Render this sentence from the book review in Spanish: "The book caught my eyes as it was published and distributed to colleagues at the end of 2017 at a time when I was visiting Sweden."

EXTRACTED TEXT:
§ §
‘Something more is added to the story, something that previously may have been missing or overlooked’: Jonas Mikaels’ Becoming Place

lisahunter
Monash University


Jonas Mikaels
Becoming-place: (Re)conceptualising friluftsliv in the Swedish physical education and health curriculum
185 pages, paperback.
Stockholm: Gymnastik- och idrottshögskolan, GIH 2017 (Avhandlingsserie vid Gymnastik- och idrottshögskolan)
ISBN 978-91-983151-1-0

The statement in the title of this book review comes from the publication reviewed here – Jonas Mikaels’ doctoral thesis Becoming Place: (Re)conceptualising friluftsliv in the Swedish physical education and health curriculum. The book caught my eyes as it was published and distributed to colleagues at the end of 2017 at a time when I was visiting Sweden. Prior to arriving I had been discussing friluftsliv, outdoor education, outdoor studies and my interests in elemental interactions and sensory methodology so looked forward to an immersion with Nordic colleagues on such topics. The book was timely.
§ §
RECORDED INFORMATION:

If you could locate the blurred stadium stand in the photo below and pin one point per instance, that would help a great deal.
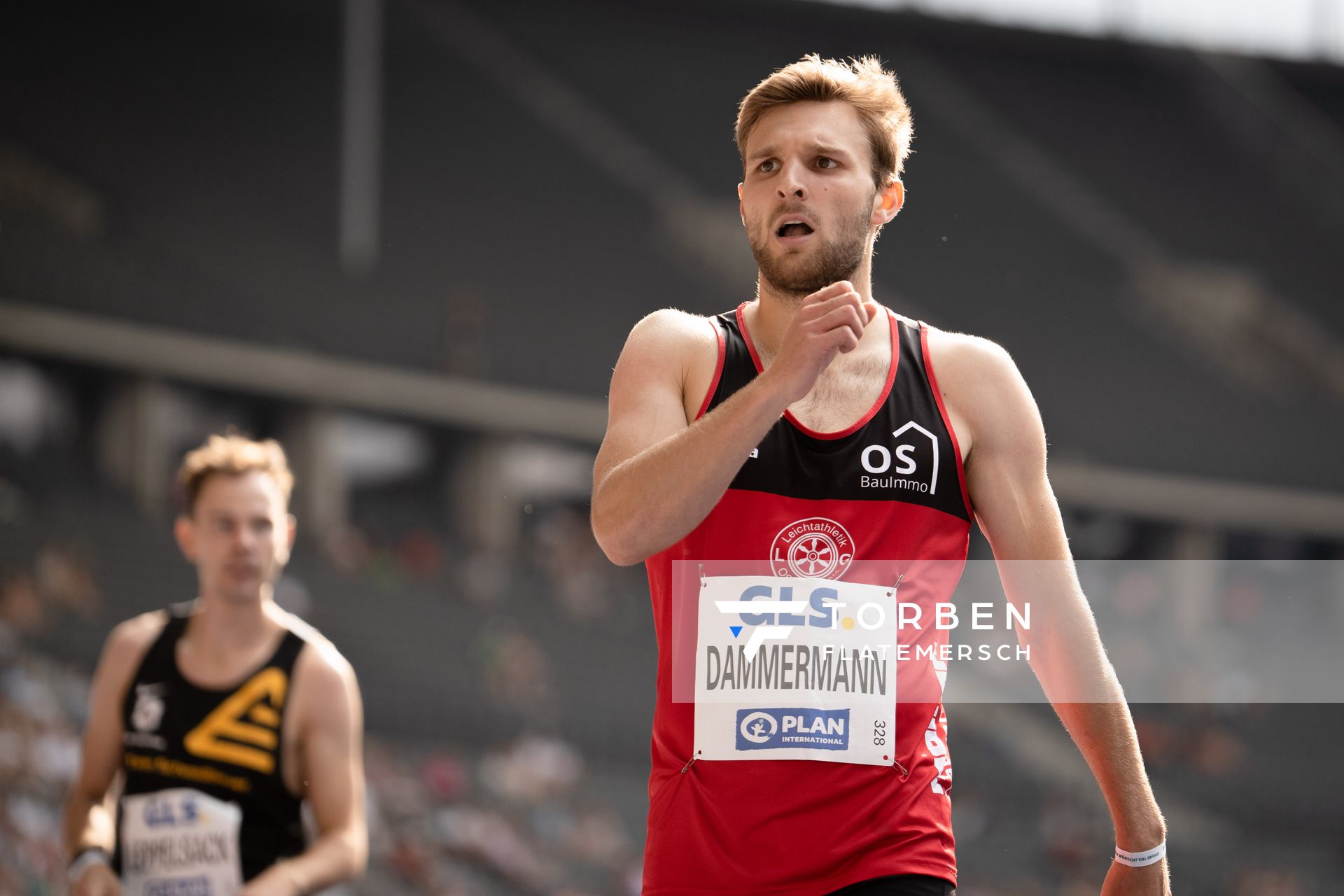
§ §
TASK RESPONSE: El libro me llamó la atención cuando se publicó y se distribuyó entre colegas a finales de 2017, en un momento en que yo estaba de visita en Suecia.